### CHALLENGE 1
Transcribe every line of the records below exactly, leaving the picture out of your answer.

══ QUOTED PASSAGE

Interestingly, Dhillan doesn’t have free reign over his finances, unlike many of his co-stars on Rich Kids Go Shopping. “I don’t get all the money that I earn. Everything I earn goes back into the family.” Everything he needs is paid for and he gets an allowance of £650 a month. I notice that Dhillan is wearing his own designs to our interview. “This whole outfit I’ve made myself”, clothes that fall into his new brand Distressed by Dhillan, which is full of custom denim pieces. He tells me that the jacket he’s wearing was originally from a charity shop.
When touching on his appearance in Rich Kids Go Shopping, Dhillan says: “It’s the title, I don’t represent anything like that. I didn’t want to be on TV wasting money on shit that I don’t need just to make it entertaining.” I ask Dhillan if he’s proud of his role in the show. “It’s something I never imagined I’d have the confidence to do in my life”, adding that he was happy with how he came across on TV.
Dhillan’s advice for anyone thinking about starting their own clothing brand is to trust your gut. “I never listened to anybody’s advice.” If anybody said do it this way, or that way, or wait a few days, he didn’t pay attention, not even to his parents. “I just had so much passion and drive.”
He adds: “I broke every single rule you could being in the fashion industry. It’s very competitive, so you can’t be successful and make money 24 hours, seven days a week, all year. You’re going to have times when you’re dipping and it’s not going great, but that doesn’t mean you give up there and then.”
After sitting with Dhillan for half an hour, I finally build up the courage to ask him if he is actually a certified millionaire and he laughs. His parents didn’t tell him when he had made his first million. “I wasn’t interested in the money. I never asked them once how much have I made”. One day, when he realised, he just carried on living his day-to-day life. “If I had that money, it would be gone”, so he says he is grateful to his parents for managing his money so that he never has to worry when he’s older. “It’s a blessing.”
I finish by asking Dhillan about his future goals. He hopes to one day create a campaign for people who failed in school or didn’t do well, and fittingly, most recently he has been signed as a motivational speaker. It’s clear that even at such a young age, Dhillan notices the privileged platform he has and is keen to do some good with it.

════
══ ITEMS

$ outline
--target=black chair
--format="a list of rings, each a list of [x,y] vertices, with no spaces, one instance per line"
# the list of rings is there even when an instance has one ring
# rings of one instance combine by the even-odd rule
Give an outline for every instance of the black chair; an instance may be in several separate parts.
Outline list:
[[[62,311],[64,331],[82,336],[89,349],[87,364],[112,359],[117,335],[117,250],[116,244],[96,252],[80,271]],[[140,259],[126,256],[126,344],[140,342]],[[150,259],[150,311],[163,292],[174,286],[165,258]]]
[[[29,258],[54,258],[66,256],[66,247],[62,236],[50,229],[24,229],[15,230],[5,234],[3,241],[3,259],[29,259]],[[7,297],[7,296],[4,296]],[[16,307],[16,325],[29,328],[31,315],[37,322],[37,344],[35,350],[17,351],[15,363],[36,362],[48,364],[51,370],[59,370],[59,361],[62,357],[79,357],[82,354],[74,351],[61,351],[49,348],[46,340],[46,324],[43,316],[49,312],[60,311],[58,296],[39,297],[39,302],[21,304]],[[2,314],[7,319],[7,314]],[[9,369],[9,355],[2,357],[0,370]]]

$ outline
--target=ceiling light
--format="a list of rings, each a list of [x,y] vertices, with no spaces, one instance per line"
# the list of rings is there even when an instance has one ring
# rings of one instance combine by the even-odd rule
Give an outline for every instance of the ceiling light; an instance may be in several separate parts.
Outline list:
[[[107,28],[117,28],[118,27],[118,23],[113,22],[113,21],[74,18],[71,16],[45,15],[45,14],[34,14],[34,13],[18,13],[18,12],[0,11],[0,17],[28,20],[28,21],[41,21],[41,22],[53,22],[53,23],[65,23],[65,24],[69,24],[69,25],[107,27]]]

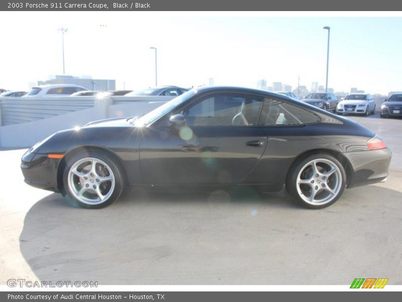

════

### CHALLENGE 2
Restate word for word the part of the interview above that begins at the words containing "Interestingly, Dhillan doesn’t", and stop after "a charity shop.".

### FULL SOLUTION 1
$ outline
--target=black chair
--format="a list of rings, each a list of [x,y] vertices, with no spaces, one instance per line"
# the list of rings is there even when an instance has one ring
# rings of one instance combine by the even-odd rule
Give an outline for every instance of the black chair; an instance may be in several separate parts.
Outline list:
[[[62,311],[64,331],[82,336],[89,349],[87,364],[112,359],[117,335],[117,250],[116,244],[96,252],[80,271]],[[140,259],[126,256],[126,344],[140,342]],[[150,259],[150,311],[163,292],[174,286],[165,258]]]
[[[29,258],[54,258],[66,256],[66,247],[62,236],[50,229],[24,229],[15,230],[5,234],[3,241],[3,259],[29,259]],[[7,297],[7,296],[4,296]],[[16,307],[16,325],[29,328],[31,315],[37,322],[37,344],[35,350],[17,351],[15,363],[36,362],[48,364],[51,370],[59,370],[59,361],[62,357],[79,357],[82,354],[74,351],[61,351],[49,348],[46,340],[46,324],[43,316],[49,312],[60,311],[58,296],[39,297],[39,302],[21,304]],[[2,314],[7,319],[7,314]],[[9,369],[9,355],[2,357],[0,370]]]

$ outline
--target=ceiling light
--format="a list of rings, each a list of [x,y] vertices, with no spaces, one instance per line"
# the list of rings is there even when an instance has one ring
# rings of one instance combine by the even-odd rule
Give an outline for every instance of the ceiling light; an instance may be in several separate parts.
Outline list:
[[[107,28],[117,28],[118,27],[118,23],[113,22],[113,21],[74,18],[71,16],[45,15],[45,14],[34,14],[34,13],[18,13],[18,12],[0,11],[0,17],[28,20],[28,21],[41,21],[41,22],[53,22],[53,23],[65,23],[65,24],[69,24],[69,25],[107,27]]]

### FULL SOLUTION 2
Interestingly, Dhillan doesn’t have free reign over his finances, unlike many of his co-stars on Rich Kids Go Shopping. “I don’t get all the money that I earn. Everything I earn goes back into the family.” Everything he needs is paid for and he gets an allowance of £650 a month. I notice that Dhillan is wearing his own designs to our interview. “This whole outfit I’ve made myself”, clothes that fall into his new brand Distressed by Dhillan, which is full of custom denim pieces. He tells me that the jacket he’s wearing was originally from a charity shop.